• 課題の指示 1:
このあとの文章に続いて並ぶ行から、「Class」を含む行をすべて集めて、そのまま書き写してください。

そして元気シニア輩出のためにはその基盤となる企業が元気であることが何より大切だと考え、従業員がはつらつと働ける会社を作っていくために、労働関係の相談、就業規則や賃金退職金制度の構築、助成金の申請など、企業がますます繁栄するお手伝いをさせていただいています。
遺族基礎年金は誰がもらえるのでしょうか
遺族基礎年金をもらえる人の例として、妻(母親)と子の場合を考えます。確かに平成26年4月1日より前はそのとおりでした、しかし、平成26年4月1日以降は、子のある夫(父親)ももらえるようになりました。
正確にいうと、子のある妻(夫)が遺族基礎年金をもらうことができるのですが、子のない妻(夫)はもらえません。子だけの場合ももらえますが、親が支給を受けているときは、支給停止となっています。

• 表示内容:

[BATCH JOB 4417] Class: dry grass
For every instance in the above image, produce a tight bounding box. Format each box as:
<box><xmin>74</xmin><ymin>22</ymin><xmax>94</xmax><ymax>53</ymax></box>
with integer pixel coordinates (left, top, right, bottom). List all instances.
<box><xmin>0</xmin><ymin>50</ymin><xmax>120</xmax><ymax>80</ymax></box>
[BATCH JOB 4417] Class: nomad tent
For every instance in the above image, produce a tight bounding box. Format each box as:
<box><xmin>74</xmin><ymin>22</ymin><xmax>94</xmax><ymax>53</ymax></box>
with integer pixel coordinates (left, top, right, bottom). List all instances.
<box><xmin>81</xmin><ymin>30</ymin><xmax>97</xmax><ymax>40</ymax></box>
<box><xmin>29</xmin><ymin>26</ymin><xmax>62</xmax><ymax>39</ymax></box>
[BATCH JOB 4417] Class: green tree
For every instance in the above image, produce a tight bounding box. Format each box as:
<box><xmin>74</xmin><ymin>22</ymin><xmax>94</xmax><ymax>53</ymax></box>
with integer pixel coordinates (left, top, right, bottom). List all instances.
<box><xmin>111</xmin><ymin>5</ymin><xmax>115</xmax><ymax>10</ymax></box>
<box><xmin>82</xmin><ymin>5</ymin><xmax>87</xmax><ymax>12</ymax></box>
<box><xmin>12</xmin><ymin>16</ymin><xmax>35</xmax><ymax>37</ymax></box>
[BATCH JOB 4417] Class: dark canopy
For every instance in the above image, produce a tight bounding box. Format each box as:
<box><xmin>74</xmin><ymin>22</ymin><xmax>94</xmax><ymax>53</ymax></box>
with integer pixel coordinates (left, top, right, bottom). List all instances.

• 課題の指示 2:
上にある遺族基礎年金の文章を、最後の文のあとから書き足して続けてください。

• 回答 1:
[BATCH JOB 4417] Class: dry grass
[BATCH JOB 4417] Class: nomad tent
[BATCH JOB 4417] Class: green tree
[BATCH JOB 4417] Class: dark canopy

• 回答 2:
亡くなった夫(妻)が支給要件を満たしていると、次のようになります。
・亡くなった夫(妻)と生活をともにしていた子のある妻(夫)
ここでいう子とは18歳の誕生日以降最初の3月31日までの子か障害等級1級・2級の20歳未満の子のことです。
・18歳の誕生日以降最初の3月31日までの子
・障害等級1級・2級の20歳未満の子
子と生計をともにしていない場合や妻(夫)の年間の収入が850万円を超えている場合はもらえませんので注意が必要です(年間の収入が850万円とは、所得でいうと655.5万円となります)。また、保険料納付要件も満たしていないと遺族年金はもらえません。
<原則>死亡日の前日において、死亡日の属する月の前々月までに被保険者期間がある時は、保険料納付済期間と保険料免除期間を合算した期間が3分の2以上あること。
<特例>原則を満たせない場合、死亡日の前日において、死亡日の属する月の前々月までの直近の1年間に保険料滞納期間がないこと。
今までもらえていて、もらえなくなる場合もあります。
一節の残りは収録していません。